### Tâche à réaliser:
Selon le texte extrait, dans quelle galerie les deux artistes exposent-ils leurs œuvres ?

### Texte extrait:
Impressionné par la profondeur de la quinzaine d’œuvres réalisées en deux mois et exposées par les deux artistes à la galerie Médina, nous nous sommes laissé dire par l’artiste peintre Abdou Ouologuem : « On a voulu poser un acte de foi dans un monde où les gens n’ont plus de foi ». Et, pour réaliser cet acte de foi, en pratiquement une quinzaine d’œuvres de février à avril 2018, « les deux artistes ont travaillé avec leurs 4 mains, mais avec le même esprit », nous a indiqué Abdou Ouologuem. Et, cela est d’autant plus vrai qu’il y a un certain écho entre les œuvres exposées à la Galerie Médina.

Et, comme l’or bénéficie de la même perception à travers le monde, qui en a fait une valeur refuge pour toutes les nations et pour tous les peuples, les artistes ont volontairement fait l’option de nous donner des œuvres dorées. Pour cela, ils ont utilisé avec une forte dose les feuilles d’or.

Quand les feuilles d’or sont supports d’expression chez Wahib Cheheta, elles sont mélangées à la peinture acrylique pour donner une fière allure aux toiles de jute chez Abdou Ouologuem.

Violence, vanité et hégémonie sont des notions qui montrent l’autre face du monde. Loin de leur perception de l’humanité, c’est cette autre face du monde, pratiquement et forcement affreuse, laide, et abominable, pour toutes les souffrances qu’elle charrie, qui a été plastifiée par les deux artistes, afin qu’on puisse l’apprécier.

Déjà, les intitulés des œuvres, en disent long sur ce que les artistes ont voulu dénoncer au grand jour : Les croisades, Al Quods, les Cêtres de Kankou Moussa, Tombouctou la victime, la tempête du désert, le dernier repas du Christ, l’homme blessé, l’homme sang visage, Khaddafi, La vanité, l’émeute et la mort bleue.

Hégémonie destructrice

« Les Croisades », un chef d’œuvre de Abdou Ouologuem, tout comme l’œuvre de Wahib Chehata, intitulée « Le dernier repas du Christ », traite de l’hégémonie.

### Données fournies:

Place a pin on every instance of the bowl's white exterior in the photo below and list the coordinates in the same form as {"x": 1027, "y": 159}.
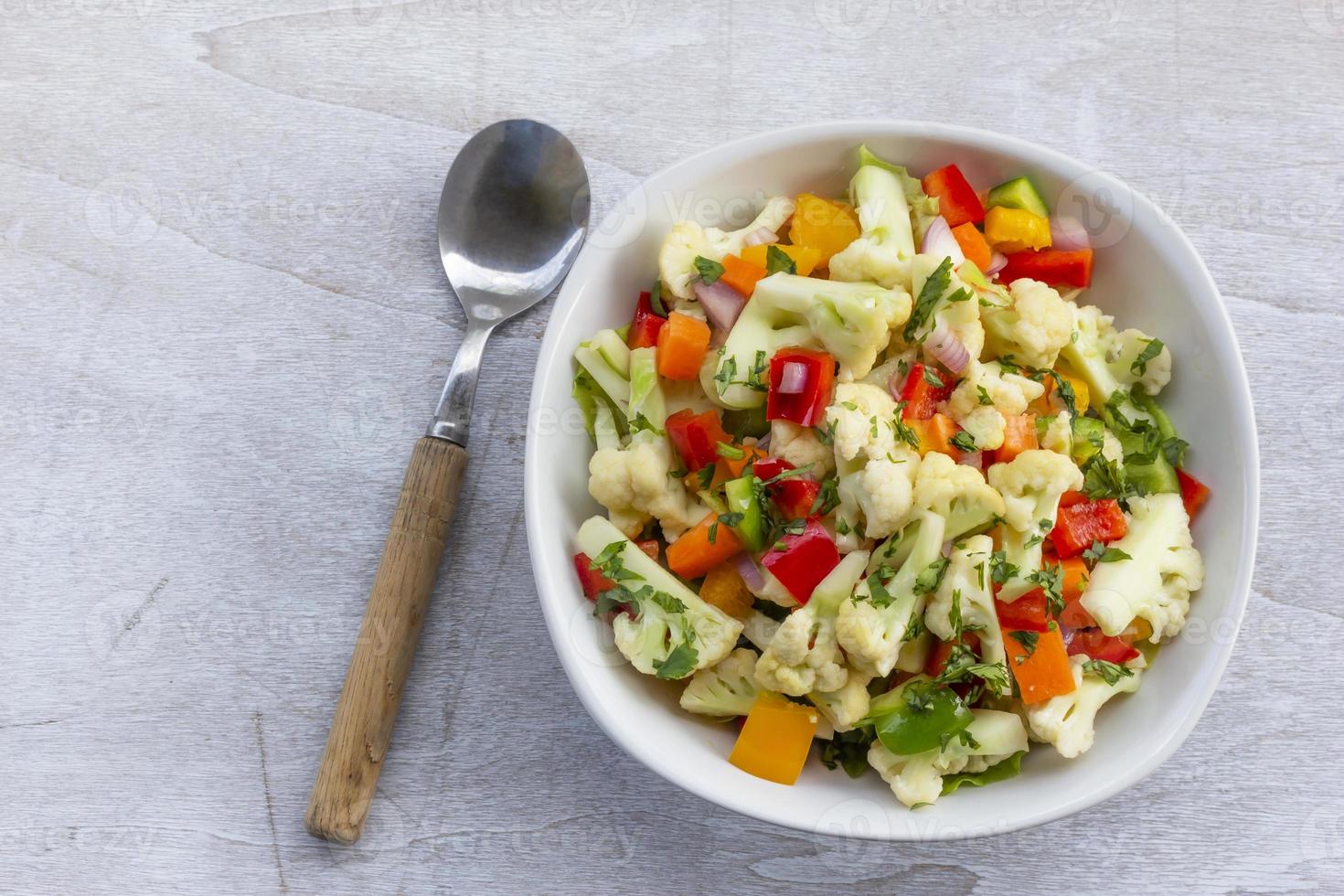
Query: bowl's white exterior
{"x": 1147, "y": 274}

### Solution proposée:
À la galerie Médina.